### EXTRACTED INFORMATION
════
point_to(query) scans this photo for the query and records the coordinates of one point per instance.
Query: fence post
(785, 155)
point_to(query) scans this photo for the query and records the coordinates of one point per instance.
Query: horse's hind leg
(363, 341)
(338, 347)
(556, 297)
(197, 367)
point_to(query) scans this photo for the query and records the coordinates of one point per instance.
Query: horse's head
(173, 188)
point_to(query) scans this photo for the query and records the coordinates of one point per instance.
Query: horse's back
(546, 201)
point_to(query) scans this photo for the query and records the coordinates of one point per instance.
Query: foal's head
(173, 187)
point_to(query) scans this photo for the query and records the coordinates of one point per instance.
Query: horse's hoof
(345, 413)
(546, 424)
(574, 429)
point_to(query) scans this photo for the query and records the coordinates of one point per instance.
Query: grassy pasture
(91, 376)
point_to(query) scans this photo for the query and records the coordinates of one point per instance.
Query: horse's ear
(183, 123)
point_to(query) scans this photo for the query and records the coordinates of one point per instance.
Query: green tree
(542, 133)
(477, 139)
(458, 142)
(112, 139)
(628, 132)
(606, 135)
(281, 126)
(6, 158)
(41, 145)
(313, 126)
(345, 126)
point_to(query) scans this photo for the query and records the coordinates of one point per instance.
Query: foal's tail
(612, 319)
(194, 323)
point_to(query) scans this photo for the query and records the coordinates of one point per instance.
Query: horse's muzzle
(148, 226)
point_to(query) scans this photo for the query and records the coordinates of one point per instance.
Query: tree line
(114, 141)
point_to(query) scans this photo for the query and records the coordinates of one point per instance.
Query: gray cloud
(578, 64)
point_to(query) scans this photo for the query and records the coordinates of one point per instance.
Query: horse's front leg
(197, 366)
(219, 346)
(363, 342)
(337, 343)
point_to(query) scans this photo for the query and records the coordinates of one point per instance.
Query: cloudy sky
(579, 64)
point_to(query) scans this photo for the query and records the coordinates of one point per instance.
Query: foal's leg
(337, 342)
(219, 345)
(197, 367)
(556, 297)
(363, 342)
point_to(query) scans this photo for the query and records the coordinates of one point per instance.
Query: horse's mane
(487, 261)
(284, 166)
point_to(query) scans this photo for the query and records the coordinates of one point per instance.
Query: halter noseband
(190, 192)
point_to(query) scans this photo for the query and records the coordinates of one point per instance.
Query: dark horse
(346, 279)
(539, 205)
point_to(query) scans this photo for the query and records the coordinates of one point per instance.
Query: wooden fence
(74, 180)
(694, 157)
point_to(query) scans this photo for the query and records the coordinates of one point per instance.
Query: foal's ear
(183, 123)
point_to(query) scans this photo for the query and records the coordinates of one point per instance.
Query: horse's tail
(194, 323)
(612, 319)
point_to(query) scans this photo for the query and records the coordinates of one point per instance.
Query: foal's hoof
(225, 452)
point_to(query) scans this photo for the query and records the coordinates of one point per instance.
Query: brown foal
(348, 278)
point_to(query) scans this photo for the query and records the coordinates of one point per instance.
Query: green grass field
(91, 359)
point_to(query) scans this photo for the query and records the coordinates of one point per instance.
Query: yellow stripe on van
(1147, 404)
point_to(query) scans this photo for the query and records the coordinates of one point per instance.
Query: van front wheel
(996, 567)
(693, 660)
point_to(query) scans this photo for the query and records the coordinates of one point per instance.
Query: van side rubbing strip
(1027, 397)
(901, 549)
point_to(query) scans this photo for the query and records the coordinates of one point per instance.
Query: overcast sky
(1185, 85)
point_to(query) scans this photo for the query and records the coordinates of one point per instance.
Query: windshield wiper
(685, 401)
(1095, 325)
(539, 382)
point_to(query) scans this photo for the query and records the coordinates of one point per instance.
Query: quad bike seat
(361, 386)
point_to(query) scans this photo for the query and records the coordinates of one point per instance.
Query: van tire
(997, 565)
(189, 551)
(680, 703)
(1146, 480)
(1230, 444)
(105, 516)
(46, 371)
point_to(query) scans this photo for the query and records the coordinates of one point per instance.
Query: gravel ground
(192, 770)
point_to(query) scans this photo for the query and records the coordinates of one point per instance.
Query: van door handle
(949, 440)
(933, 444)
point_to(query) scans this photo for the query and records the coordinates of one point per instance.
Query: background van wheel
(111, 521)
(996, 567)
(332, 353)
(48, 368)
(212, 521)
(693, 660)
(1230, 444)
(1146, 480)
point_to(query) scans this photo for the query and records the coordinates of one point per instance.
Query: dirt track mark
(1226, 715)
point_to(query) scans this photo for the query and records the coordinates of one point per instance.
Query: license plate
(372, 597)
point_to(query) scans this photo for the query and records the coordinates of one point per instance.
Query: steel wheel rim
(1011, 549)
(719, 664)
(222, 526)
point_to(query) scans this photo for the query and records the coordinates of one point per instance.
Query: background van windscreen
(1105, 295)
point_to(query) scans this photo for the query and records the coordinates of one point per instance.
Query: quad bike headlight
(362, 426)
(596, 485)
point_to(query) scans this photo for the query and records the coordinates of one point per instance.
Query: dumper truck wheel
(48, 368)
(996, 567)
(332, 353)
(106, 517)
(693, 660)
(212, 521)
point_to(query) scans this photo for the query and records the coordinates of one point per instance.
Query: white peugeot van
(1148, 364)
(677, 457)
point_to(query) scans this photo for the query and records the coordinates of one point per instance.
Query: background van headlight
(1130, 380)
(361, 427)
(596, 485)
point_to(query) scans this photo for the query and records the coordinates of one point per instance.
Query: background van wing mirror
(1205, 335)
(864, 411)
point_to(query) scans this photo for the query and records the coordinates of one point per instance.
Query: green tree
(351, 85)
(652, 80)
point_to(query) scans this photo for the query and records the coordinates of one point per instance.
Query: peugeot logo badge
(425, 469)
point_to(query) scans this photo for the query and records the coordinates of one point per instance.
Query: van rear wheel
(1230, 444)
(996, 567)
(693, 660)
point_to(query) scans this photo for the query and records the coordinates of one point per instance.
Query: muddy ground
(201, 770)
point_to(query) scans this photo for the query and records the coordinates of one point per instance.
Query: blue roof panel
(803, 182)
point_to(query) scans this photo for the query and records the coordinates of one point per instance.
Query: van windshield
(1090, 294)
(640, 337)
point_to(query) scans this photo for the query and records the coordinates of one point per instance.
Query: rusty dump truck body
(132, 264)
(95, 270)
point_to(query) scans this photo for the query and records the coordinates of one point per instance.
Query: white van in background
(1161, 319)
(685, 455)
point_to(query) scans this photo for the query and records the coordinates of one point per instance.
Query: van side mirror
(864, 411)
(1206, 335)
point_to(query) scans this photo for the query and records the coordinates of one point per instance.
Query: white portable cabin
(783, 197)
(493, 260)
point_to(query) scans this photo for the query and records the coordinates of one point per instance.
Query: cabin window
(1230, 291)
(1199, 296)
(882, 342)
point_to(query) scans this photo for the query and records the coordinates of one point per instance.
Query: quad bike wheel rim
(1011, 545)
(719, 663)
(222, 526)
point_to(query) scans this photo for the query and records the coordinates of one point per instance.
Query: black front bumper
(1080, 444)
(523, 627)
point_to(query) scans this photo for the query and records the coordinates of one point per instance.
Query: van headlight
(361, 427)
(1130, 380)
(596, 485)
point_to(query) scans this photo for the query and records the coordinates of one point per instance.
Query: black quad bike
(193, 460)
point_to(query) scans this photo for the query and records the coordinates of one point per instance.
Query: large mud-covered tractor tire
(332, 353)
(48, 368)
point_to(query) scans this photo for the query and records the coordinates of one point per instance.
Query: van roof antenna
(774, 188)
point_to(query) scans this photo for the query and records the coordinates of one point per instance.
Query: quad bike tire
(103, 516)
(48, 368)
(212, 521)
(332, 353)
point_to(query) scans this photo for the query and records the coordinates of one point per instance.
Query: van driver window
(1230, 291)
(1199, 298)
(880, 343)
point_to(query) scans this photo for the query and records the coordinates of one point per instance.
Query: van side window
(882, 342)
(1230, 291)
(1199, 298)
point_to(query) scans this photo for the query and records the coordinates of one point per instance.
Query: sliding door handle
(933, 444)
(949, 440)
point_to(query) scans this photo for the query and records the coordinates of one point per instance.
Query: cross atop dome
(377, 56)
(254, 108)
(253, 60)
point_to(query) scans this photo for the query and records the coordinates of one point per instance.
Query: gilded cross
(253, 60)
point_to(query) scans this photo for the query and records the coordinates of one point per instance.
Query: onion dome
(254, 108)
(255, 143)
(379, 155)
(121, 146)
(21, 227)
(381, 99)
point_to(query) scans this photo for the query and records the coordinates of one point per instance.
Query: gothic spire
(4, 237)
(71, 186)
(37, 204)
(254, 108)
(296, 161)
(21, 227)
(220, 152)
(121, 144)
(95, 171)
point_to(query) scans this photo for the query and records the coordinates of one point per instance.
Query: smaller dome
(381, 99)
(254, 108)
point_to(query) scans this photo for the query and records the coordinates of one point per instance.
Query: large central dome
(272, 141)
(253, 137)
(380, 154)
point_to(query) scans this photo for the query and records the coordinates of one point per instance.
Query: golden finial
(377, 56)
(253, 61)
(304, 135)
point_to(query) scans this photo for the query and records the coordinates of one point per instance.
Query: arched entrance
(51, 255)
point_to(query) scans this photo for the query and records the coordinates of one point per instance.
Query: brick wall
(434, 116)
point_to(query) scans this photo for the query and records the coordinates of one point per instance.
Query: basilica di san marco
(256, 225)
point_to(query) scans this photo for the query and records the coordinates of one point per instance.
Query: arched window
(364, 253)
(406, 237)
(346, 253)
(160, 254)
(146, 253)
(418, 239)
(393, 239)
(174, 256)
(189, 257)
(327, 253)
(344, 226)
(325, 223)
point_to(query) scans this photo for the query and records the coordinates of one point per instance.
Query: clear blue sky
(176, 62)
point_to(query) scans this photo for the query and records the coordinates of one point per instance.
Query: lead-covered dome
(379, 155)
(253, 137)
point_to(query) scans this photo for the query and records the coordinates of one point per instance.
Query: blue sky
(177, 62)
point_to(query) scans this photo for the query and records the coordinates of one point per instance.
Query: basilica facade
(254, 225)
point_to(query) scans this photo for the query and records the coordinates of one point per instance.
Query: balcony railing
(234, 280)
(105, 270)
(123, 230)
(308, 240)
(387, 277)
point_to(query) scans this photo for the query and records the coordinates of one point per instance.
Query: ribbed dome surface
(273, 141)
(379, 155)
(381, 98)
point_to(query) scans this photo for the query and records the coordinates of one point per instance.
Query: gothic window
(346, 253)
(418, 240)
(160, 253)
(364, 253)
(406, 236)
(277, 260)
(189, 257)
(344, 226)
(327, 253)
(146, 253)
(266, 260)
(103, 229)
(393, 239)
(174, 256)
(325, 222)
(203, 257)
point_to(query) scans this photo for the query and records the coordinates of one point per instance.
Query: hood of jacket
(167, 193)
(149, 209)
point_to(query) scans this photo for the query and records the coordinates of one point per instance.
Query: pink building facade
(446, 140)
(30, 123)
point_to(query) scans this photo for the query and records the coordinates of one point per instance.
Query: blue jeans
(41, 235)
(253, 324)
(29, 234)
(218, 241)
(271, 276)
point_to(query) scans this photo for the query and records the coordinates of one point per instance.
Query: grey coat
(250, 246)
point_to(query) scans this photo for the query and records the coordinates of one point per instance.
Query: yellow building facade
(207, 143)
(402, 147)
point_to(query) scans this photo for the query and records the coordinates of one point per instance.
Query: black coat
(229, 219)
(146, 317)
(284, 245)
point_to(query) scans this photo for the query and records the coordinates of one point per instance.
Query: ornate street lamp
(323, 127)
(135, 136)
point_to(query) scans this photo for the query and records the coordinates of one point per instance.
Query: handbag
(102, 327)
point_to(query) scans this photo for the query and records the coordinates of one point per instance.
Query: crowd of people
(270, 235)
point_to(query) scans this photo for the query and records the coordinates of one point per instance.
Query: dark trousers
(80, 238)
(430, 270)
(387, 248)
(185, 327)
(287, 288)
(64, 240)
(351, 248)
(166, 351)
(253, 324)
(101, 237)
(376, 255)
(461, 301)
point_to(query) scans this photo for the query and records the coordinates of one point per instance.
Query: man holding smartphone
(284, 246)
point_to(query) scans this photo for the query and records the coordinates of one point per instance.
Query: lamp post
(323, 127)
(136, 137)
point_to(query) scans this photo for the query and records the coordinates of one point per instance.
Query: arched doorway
════
### WORK REQUIRED
Lines before the one containing "Query: dark trousers" are not wanted; please set down that line and every line after it through the end of the material, exactly.

### WRITTEN SOLUTION
Query: dark trousers
(80, 238)
(430, 270)
(387, 248)
(185, 327)
(287, 288)
(64, 240)
(351, 248)
(166, 351)
(253, 324)
(101, 237)
(376, 255)
(461, 301)
point_to(query) scans this photo for the query and records the coordinates of one point per instance.
Query: man holding smartphone
(284, 246)
point_to(query) scans this photo for the query and records the coordinates of one point per instance.
Query: lamp post
(323, 127)
(136, 137)
point_to(query) scans this photo for the query and records the coordinates of one point per instance.
Query: arched doorway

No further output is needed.